# READING TEXT
(begin)

André Draszik Nov. 21, 2019, 8:27 p.m.
On Thu, 2019-11-14 at 14:21 +0000, André Draszik wrote:
> The wget / http fetcher currently doesn't support fetching
> assets attached to releases on private GitHub repositories,

Any thoughts or comments on this patch?

Cheers,
Andre'

> i.e. release artefacts like
>     https://github.com/<user>/<project>/releases/download/v1.0.0/asset1.txt
> 
> Those are special, in that HTTP basic auth is not used / possible
> on the URL as seen in the GitHub UI, but instead the GitHub API
> must be used for downloading (which does support HTTP basic auth)
> where the URL will be different.
> 
> To be able to access the GitHub API, opportunistic authentication
> (auth-no-challenge) needs to be enabled. Then the API needs to
> be queried for the real URL of the file to be downloaded, and
> finally application/octet-stream must be specified explicitly.
> 
> Note that there is a slight difference in the location of the
> REST API endpoints between GitHub.com and GitHub Enterprise.

(end)

# DATA EXTRACT
(begin)

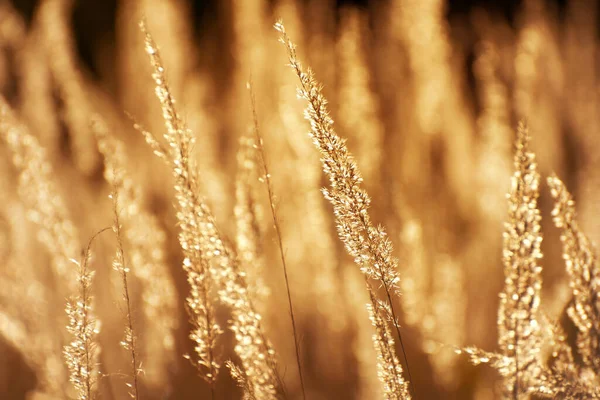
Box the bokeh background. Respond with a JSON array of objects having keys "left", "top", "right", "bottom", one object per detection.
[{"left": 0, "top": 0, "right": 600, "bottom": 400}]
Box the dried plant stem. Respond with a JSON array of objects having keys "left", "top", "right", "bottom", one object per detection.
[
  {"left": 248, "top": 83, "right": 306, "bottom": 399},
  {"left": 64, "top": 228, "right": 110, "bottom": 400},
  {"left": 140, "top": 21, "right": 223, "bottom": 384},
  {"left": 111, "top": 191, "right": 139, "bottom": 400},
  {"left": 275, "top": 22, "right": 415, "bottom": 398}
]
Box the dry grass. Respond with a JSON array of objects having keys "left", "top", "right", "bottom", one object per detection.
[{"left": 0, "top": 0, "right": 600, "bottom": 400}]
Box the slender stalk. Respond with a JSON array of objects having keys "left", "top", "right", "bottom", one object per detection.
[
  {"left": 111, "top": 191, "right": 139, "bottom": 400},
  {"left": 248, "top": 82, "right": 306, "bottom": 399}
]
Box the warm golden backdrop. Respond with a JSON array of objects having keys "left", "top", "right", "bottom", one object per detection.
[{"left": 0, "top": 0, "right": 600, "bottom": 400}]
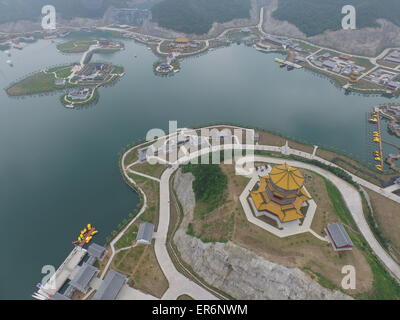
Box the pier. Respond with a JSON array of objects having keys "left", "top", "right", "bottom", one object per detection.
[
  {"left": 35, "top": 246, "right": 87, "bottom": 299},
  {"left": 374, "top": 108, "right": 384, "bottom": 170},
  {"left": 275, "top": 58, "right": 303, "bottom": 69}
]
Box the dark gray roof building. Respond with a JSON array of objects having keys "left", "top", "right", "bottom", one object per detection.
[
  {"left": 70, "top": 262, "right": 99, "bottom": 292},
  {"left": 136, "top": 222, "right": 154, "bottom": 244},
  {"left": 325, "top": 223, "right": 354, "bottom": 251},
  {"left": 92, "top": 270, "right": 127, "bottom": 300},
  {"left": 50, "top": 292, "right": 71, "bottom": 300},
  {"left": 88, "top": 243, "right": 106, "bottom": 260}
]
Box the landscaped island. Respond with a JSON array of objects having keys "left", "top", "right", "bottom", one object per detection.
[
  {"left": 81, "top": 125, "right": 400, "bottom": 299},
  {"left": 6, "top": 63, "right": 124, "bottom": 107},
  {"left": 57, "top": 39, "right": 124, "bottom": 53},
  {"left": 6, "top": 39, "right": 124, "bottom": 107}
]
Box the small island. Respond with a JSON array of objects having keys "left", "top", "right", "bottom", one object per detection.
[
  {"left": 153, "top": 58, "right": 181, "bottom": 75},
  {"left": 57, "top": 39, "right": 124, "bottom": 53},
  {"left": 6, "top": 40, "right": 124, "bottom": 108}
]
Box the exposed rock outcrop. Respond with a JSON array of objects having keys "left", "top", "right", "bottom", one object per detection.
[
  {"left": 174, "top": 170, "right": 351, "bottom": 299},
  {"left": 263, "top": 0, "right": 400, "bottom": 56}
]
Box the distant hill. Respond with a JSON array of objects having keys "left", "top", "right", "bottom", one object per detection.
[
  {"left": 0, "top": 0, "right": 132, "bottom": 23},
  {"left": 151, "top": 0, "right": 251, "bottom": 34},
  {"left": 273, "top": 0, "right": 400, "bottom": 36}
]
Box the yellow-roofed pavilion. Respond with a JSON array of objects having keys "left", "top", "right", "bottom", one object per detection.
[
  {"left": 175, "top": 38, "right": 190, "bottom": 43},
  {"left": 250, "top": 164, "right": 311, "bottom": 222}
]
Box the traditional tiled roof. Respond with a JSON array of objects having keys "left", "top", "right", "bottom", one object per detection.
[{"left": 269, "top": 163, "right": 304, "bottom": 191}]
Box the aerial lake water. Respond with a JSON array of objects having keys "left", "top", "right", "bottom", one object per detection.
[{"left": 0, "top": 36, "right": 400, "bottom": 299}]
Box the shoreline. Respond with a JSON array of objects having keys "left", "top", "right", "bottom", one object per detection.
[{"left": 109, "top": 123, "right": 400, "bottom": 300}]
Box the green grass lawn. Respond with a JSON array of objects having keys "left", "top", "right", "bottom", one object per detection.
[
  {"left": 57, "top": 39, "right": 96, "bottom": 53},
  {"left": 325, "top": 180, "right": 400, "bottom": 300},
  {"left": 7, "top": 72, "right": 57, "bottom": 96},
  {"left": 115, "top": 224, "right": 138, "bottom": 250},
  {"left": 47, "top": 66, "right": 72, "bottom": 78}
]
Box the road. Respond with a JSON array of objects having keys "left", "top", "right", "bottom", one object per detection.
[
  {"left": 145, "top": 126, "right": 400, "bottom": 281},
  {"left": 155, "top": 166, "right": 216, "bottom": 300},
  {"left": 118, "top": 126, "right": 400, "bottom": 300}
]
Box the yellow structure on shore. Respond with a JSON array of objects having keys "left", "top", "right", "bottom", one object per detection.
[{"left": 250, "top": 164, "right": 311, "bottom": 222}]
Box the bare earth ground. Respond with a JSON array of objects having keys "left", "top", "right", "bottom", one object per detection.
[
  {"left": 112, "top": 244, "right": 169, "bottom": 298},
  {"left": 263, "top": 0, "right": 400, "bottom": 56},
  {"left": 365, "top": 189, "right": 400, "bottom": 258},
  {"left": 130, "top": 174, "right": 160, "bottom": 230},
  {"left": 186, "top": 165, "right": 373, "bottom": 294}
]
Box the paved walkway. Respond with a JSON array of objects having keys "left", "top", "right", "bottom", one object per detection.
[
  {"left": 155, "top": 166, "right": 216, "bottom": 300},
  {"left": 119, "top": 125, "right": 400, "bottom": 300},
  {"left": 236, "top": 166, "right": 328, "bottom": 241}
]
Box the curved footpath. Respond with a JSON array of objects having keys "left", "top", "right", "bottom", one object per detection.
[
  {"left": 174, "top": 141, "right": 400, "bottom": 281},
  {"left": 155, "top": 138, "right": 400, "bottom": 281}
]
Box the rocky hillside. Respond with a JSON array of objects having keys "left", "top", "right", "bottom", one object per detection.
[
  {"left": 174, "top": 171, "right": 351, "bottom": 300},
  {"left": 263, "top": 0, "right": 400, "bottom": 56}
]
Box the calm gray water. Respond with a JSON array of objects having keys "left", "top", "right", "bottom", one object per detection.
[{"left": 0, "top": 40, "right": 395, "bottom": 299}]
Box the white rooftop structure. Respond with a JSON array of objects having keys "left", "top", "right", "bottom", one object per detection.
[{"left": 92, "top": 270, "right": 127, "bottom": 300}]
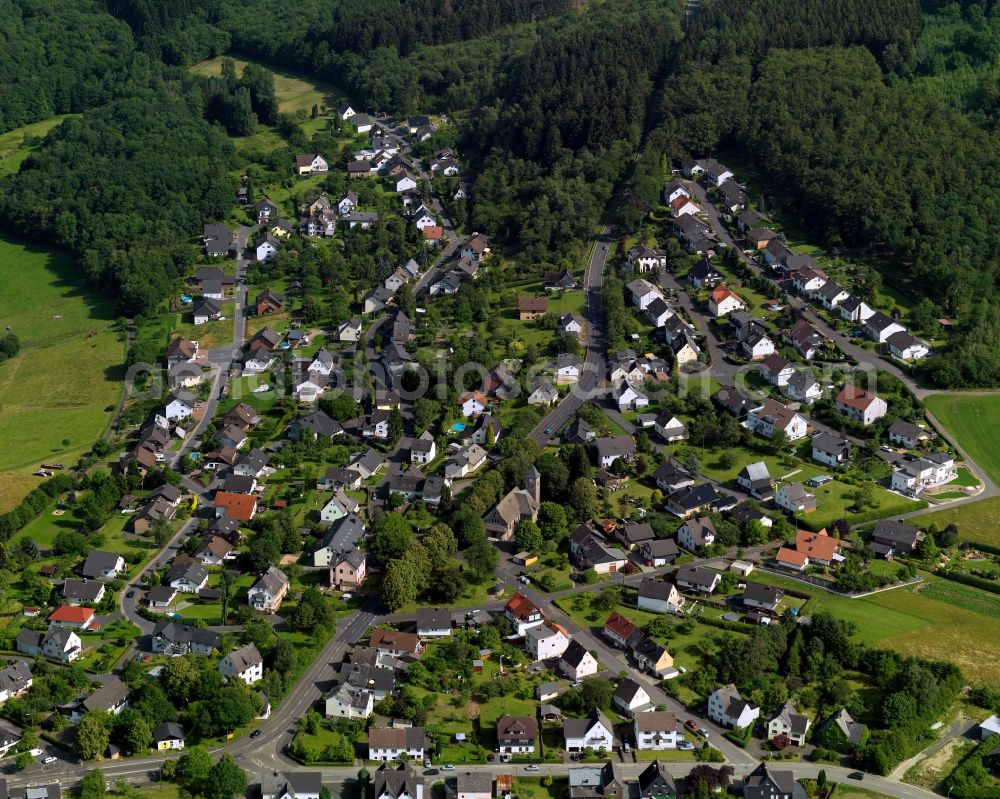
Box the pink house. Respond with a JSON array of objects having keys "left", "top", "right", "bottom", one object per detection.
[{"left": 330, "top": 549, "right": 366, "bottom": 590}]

(end)

# EXERCISE REQUIREMENTS
Copy out the full message about fetching release assets from private GitHub repositories, word for word.

# THE RESULT
André Draszik Nov. 21, 2019, 8:27 p.m.
On Thu, 2019-11-14 at 14:21 +0000, André Draszik wrote:
> The wget / http fetcher currently doesn't support fetching
> assets attached to releases on private GitHub repositories,

Any thoughts or comments on this patch?

Cheers,
Andre'

> i.e. release artefacts like
>     https://github.com/<user>/<project>/releases/download/v1.0.0/asset1.txt
> 
> Those are special, in that HTTP basic auth is not used / possible
> on the URL as seen in the GitHub UI, but instead the GitHub API
> must be used for downloading (which does support HTTP basic auth)
> where the URL will be different.
> 
> To be able to access the GitHub API, opportunistic authentication
> (auth-no-challenge) needs to be enabled. Then the API needs to
> be queried for the real URL of the file to be downloaded, and
> finally application/octet-stream must be specified explicitly.
> 
> Note that there is a slight difference in the location of the
> REST API endpoints between GitHub.com and GitHub Enterprise.